ARTIKEL:
De rechtbank overweegt dat erflater bij wijze van tweetrapsmaking bepaald heeft dat al hetgeen erflaatster uit zijn nalatenschap verkrijgt en bij zijn overlijden onverteerd achterblijft, zal toevallen aan [erfgenaam/eiser] en [erfgenaam/gedaagde] , en dat zijn kleinkinderen ieder een geldbedrag ontvangen ter grootte van het voor de erfbelasting vrijgestelde bedrag. Hij heeft dus niets bepaald voor het geval hij ná erflaatster zou komen te overlijden. Wanneer erflater bij het opmaken van de uiterste wil geen rekening heeft gehouden met de mogelijkheid dat hij na erflaatster zou komen te overlijden, zoals [erfgenaam/gedaagde] stelt, dringt zich de vraag op of erflater met de uiterste wil ook de door die omstandigheid gewijzigde verhoudingen kennelijk wilde regelen.
2.16.
Bij de uitlegging van uiterste wilsbeschikkingen wordt gezocht naar wat de erflater daadwerkelijk heeft bedoeld. Aan de hand van de bedoeling van de erflater wordt gezocht naar de betekenis van de woorden van de uiterste wilsbeschikking en worden deze geïnterpreteerd. De bedoeling van de erflater dient op haar beurt te worden gezocht in de verhoudingen die het testament wenst te regelen, en op de omstandigheden waaronder het testament is gemaakt (artikel 4:46 lid 1 BW). Bij het vaststellen van de omstandigheden waaronder de uiterste wil is gemaakt, kunnen feiten en omstandigheden van na het opmaken van de uiterste wil van belang zijn, omdat daaraan bewijs kan worden ontleend van een omstandigheid waaronder de uiterste wil is gemaakt. Ten tijde van het opmaken van de uiterste wil bij de erflater bestaande verwachtingen over toekomstige gebeurtenissen zullen in aanmerking kunnen komen als omstandigheid waaronder de uiterste wil is gemaakt (ECLI:NL:HR:2023:1531). Om te achterhalen welke verhoudingen erflater kennelijk wenste te regelen, moeten ook de andere artikelen van het testament bij de uitleg worden betrokken.
2.17.
Erflater was op het moment dat hij zijn testament maakte (9 maart 2012) 73 jaar oud. Hij was toen in gemeenschap van goederen gehuwd met erflaatster. Kennelijk heeft erflater gewild dat erflaatster goed verzorgd achter zou blijven voor het geval hij vóór haar zou komen te overlijden. Hij heeft erflaatster door een tweetrapsmaking benoemd tot zijn enige erfgename. Wat zij onvervreemd en onverteerd van de nalatenschap zou achterlaten, zou toekomen aan de verwachters, te weten [erfgenaam/eiser] en [erfgenaam/gedaagde] , en aan de kleinkinderen vanwege de toegekende kleinkindlegaten. Dat erflater met zijn testament de verhouding met erflaatster heeft willen regelen, volgt ook uit het feit dat hij – kennelijk vanwege het feit dat erflaatster dementerend was – bij dat testament een bewind heeft ingesteld over de door hem aan erflaatster nagelaten of vermaakte goederen.

GEGEVEN GEGEVENS:
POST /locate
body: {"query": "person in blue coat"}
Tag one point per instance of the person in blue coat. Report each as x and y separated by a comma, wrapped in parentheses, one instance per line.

OPDRACHT 1: Schrijf uit de tekst over het testament het stuk letterlijk over dat begint met de woorden waarin "Erflater was op" staat en eindigt met "of vermaakte goederen.".
OPDRACHT 2: Zet de tekst over het testament van de erflater voort, te beginnen na de laatste zin.

RESULTAAT 1:
Erflater was op het moment dat hij zijn testament maakte (9 maart 2012) 73 jaar oud. Hij was toen in gemeenschap van goederen gehuwd met erflaatster. Kennelijk heeft erflater gewild dat erflaatster goed verzorgd achter zou blijven voor het geval hij vóór haar zou komen te overlijden. Hij heeft erflaatster door een tweetrapsmaking benoemd tot zijn enige erfgename. Wat zij onvervreemd en onverteerd van de nalatenschap zou achterlaten, zou toekomen aan de verwachters, te weten [erfgenaam/eiser] en [erfgenaam/gedaagde] , en aan de kleinkinderen vanwege de toegekende kleinkindlegaten. Dat erflater met zijn testament de verhouding met erflaatster heeft willen regelen, volgt ook uit het feit dat hij – kennelijk vanwege het feit dat erflaatster dementerend was – bij dat testament een bewind heeft ingesteld over de door hem aan erflaatster nagelaten of vermaakte goederen.

RESULTAAT 2:
2.18.
Als het de bedoeling van erflater zou zijn geweest om de kleinkinderen ook een geldlegaat toe te kennen voor de situatie dat hij na erflaatster zou komen te overlijden, dan had erflater ten tijde van het opstellen van het testament de mogelijkheid om daarvoor een voorziening in het testament te treffen. Dat heeft hij echter niet gedaan, ook niet in de ruim zeven jaar die zijn verstreken tussen het opstellen van het testament in maart 2012 en zijn overlijden in [maand] 2019. De aantekeningen van notaris [A] duiden daar ook niet op.
2.19.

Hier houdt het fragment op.